_Quoted passage_.
>>>>
The Finals: Five Games of Pure Theater
The Pro Tour winner was not decided quickly. When Larsen and Steuer sat down for the finals, it was a Selesnya Landfall mirror match, meaning the games came down entirely to sequencing, topdecks, and knowing exactly when to commit to an attack
The two players, close friends and rivals, made the unusual decision to sideboard openly in front of each other and the live audience, talking through their plans out loud. It was the kind of moment that makes Magic at the highest level genuinely compelling to watch. Game 4 swung dramatically when Steuer drew a Mightform Harmonizer off the top at exactly the right moment, generating just enough trampling power to steal a game that appeared to be Larsen's, sending the match to a deciding fifth game.

Game 5 saw both players mulligan to five cards. Larsen led with a turn-one Sazh's Chocobo, Steuer answered with a Badgermole Cub that fell to Bushwhack, and the game unfolded into a back-and-forth exchange of threats and removal before Larsen found what he needed to close things out.
When the final attack resolved, Christoffer Larsen was the Pro Tour Secrets of Strixhaven winner for the history books. The crowd at MagicCon Las Vegas, all 25,000 of them, knew they had just watched something they would be talking about for a long time.
What the Pro Tour Results Mean for Standard
The metagame implications of this weekend are significant. Selesnya Landfall just proved it is the most powerful strategy in Standard when piloted correctly, and the community is going to spend the next several weeks figuring out how to beat it before MagicCon Amsterdam in July.
Izzet Prowess led the field in metagame share but failed to convert to the Top 8 at all, a meaningful signal that the archetype may be overplayed relative to its actual power level in the current metagame. If you are heading to a Regional Championship or local event in the next few weeks, this is not the weekend to show up with a stock Izzet list and expect to cruise.
As noted, the next stop on the circuit is Pro Tour Marvel Super Heroes at MagicCon Amsterdam in July. Larsen will arrive as the back-to-back champion with the largest target in Magic competitive history painted on his back. For more on the Secrets of Strixhaven Standard meta heading into the summer, check out our full coverage at thecardboardchronicles.com.
FAQ
Who is the Pro Tour Secrets of Strixhaven winner?
<<<<
_Entries supplied_.
>>>>
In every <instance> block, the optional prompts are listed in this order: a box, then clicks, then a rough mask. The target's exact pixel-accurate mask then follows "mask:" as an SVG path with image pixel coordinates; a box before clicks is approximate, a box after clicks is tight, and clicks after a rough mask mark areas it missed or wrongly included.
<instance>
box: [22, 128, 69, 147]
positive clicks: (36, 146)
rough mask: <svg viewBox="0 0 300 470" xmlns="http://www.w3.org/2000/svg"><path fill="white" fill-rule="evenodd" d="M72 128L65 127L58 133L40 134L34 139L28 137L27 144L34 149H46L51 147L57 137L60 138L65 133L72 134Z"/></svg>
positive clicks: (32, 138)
<<<<
_Things to do_.
1. In the article on the Pro Tour finals, which card did Steuer draw off the top in Game 4?
2. Pick up the article on the Pro Tour finals where it stops and keep writing.
You won't need the lines.

_Answers by item_.
1. A Mightform Harmonizer.

2.
Christoffer Larsen of Denmark is the Pro Tour Secrets of Strixhaven winner, defeating Nathan Steuer in a five-game Selesnya Landfall mirror match finals at MagicCon Las Vegas on May 3, 2026.
What historic record did the Pro Tour Secrets of Strixhaven winner set? Pro Tour Secrets of Strixhaven winner Christoffer Larsen became the first player in Magic: The Gathering history to win back-to-back individual Pro Tour titles, having also won Pro Tour Lorwyn Eclipsed earlier in the 2026 season.
What deck did the Pro Tour Secrets of Strixhaven winner play? Pro Tour Secrets of Strixhaven winner Christoffer Larsen played Selesnya Landfall, a green-white deck centered on Badgermole Cub, Mightform Harmonizer, and Earthbender Ascension to generate value through landfall triggers.
What were the best decks at Pro Tour Secrets of Strixhaven? The best performing decks at Pro Tour Secrets of Strixhaven were Selesnya Landfall, which placed two players in the finals, and Azorius Tempo piloted by Zevin Faust. Izzet strategies made up half the field but underperformed their metagame share across the weekend.
Who were the Top 8 players at Pro Tour Secrets of Strixhaven? The Top 8 players at Pro Tour Secrets of Strixhaven were Christoffer Larsen, Nathan Steuer, Rui Zhang, Matt Nass, Stefan Schutz, Maxx Kominowski, Matthew Stefansson, and Zevin Faust.
Where is the next Magic Pro Tour after Secrets of Strixhaven? The next Magic: The Gathering Pro Tour after Pro Tour Secrets of Strixhaven is Pro Tour Marvel Super Heroes, taking place at MagicCon Amsterdam from July 17 to 19, 2026.